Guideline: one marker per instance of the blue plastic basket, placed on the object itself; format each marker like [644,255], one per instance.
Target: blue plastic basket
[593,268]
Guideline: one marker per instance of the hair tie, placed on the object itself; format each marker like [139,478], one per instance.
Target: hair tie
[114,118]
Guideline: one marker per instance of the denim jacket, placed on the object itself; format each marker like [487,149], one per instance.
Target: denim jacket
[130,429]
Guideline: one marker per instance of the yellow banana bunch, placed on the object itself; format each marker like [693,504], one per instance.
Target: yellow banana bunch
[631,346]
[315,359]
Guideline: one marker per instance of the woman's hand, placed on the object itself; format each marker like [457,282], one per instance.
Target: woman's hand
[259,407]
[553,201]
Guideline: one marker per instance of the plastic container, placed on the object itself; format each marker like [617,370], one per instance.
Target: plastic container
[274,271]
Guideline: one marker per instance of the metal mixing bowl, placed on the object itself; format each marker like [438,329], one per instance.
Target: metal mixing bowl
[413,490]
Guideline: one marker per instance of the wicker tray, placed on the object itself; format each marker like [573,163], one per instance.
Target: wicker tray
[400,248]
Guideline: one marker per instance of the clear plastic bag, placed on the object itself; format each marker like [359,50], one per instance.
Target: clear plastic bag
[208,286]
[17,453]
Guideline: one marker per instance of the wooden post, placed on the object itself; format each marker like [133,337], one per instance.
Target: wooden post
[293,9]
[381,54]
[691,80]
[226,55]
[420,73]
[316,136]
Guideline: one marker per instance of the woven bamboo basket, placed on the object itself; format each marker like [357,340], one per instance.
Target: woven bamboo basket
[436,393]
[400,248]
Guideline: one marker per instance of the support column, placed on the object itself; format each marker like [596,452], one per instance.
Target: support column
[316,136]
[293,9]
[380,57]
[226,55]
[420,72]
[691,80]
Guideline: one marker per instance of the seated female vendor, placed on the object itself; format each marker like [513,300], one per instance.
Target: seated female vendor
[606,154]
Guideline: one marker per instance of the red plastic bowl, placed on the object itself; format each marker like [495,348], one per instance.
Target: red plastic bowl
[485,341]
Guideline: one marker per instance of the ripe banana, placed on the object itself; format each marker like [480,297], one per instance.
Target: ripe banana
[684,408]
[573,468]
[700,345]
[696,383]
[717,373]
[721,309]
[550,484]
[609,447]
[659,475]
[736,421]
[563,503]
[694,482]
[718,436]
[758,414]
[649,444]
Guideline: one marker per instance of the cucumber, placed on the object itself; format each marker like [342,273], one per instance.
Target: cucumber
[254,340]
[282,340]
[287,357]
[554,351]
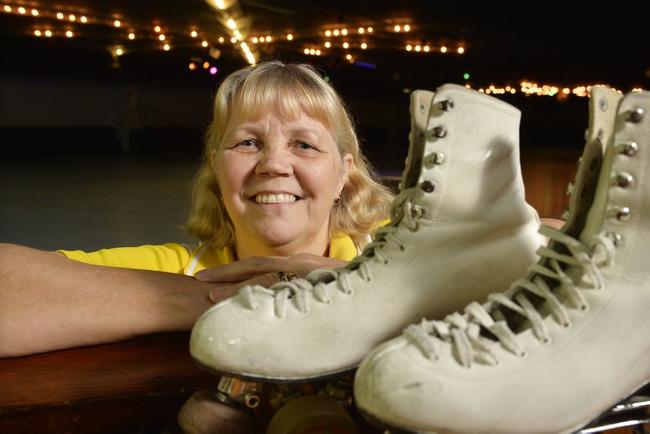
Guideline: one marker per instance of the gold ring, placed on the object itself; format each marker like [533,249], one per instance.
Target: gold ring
[286,277]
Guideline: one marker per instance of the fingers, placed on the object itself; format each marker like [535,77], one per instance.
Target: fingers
[554,223]
[242,270]
[222,293]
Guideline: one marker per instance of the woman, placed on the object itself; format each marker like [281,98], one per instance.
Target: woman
[282,189]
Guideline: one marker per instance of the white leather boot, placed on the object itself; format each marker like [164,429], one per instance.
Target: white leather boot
[560,346]
[460,229]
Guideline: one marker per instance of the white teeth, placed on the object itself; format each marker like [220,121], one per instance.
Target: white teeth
[275,198]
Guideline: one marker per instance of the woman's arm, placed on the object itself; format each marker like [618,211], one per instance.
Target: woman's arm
[48,302]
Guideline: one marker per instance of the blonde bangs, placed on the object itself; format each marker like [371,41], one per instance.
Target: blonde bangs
[288,92]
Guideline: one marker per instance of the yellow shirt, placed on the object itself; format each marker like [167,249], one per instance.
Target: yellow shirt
[180,259]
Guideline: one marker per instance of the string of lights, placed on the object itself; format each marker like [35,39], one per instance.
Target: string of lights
[348,41]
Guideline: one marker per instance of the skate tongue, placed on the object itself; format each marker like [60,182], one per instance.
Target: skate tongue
[419,109]
[598,211]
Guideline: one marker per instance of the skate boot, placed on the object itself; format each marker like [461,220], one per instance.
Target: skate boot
[460,229]
[562,345]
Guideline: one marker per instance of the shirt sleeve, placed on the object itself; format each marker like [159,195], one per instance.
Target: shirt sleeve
[170,257]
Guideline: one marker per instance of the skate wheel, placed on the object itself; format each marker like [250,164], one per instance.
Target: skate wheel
[312,414]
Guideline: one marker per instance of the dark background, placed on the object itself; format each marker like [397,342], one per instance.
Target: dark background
[70,95]
[98,150]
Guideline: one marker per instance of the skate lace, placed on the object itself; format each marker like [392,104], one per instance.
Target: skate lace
[405,214]
[552,286]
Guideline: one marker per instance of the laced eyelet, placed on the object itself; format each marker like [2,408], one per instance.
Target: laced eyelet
[623,179]
[439,132]
[636,115]
[623,214]
[428,186]
[446,104]
[630,149]
[616,238]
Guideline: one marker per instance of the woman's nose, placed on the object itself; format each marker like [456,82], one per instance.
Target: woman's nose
[274,161]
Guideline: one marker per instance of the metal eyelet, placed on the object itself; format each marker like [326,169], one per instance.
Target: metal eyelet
[428,186]
[623,179]
[616,238]
[630,149]
[636,115]
[623,213]
[439,132]
[446,104]
[433,159]
[570,188]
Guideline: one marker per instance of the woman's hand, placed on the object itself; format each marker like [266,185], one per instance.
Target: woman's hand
[261,270]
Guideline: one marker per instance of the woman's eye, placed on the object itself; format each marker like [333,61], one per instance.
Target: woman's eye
[304,146]
[246,143]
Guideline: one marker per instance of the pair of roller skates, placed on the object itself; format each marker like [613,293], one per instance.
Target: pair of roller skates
[501,331]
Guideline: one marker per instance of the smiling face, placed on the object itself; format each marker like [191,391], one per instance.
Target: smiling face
[279,179]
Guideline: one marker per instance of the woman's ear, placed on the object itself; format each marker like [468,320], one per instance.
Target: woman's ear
[213,160]
[348,162]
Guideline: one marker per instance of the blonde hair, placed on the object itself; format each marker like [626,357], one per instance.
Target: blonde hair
[289,89]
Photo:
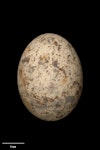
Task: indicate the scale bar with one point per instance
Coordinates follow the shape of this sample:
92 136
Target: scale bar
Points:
13 143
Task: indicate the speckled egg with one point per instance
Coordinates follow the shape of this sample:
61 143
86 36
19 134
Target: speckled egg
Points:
50 77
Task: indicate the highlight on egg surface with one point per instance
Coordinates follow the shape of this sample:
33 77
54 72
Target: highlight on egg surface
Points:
50 77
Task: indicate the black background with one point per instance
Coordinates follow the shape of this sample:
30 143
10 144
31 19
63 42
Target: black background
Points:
19 26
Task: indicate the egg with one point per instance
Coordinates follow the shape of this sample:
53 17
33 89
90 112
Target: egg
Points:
50 77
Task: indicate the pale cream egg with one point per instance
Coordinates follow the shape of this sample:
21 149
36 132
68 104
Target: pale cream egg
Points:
50 77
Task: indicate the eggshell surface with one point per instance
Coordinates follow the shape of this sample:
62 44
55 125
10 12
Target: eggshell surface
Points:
49 77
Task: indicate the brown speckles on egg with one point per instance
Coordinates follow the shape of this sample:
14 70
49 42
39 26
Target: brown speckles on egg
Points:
25 59
55 42
50 77
64 80
43 59
55 63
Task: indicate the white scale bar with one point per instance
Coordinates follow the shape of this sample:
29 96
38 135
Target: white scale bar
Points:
13 143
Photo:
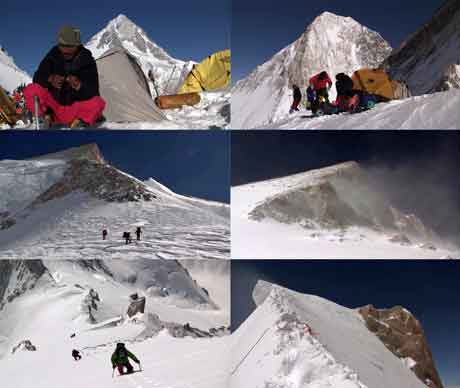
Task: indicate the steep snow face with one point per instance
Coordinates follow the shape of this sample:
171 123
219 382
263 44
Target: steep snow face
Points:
65 204
121 32
430 111
301 341
428 60
54 317
332 43
332 212
11 76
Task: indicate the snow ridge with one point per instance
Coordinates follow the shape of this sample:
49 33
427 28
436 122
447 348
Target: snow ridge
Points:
11 76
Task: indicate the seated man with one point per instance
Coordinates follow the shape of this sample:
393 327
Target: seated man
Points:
67 84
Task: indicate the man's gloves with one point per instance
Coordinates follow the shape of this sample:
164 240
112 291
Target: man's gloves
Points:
56 80
74 82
^^^^^^^^
■ THE TASK:
Output the lines from the line containing "Task: indicate the snow" to the end, both included; add nothing.

■ TASK RESPONSE:
Task: indicate the snow ridge with one point per instance
Coordinates follow the shape of this sample:
49 33
427 28
436 122
447 348
Target: snow ridge
Points:
11 76
Task: indicate the seated man with one point per instance
Coordinates follow the shape of this sample:
393 327
Target: seated man
Points:
67 84
Task: indicate the man's gloves with one point per instance
Coordinates follow the shape of this sample:
164 240
112 291
Target: man's gloves
Points:
56 80
74 82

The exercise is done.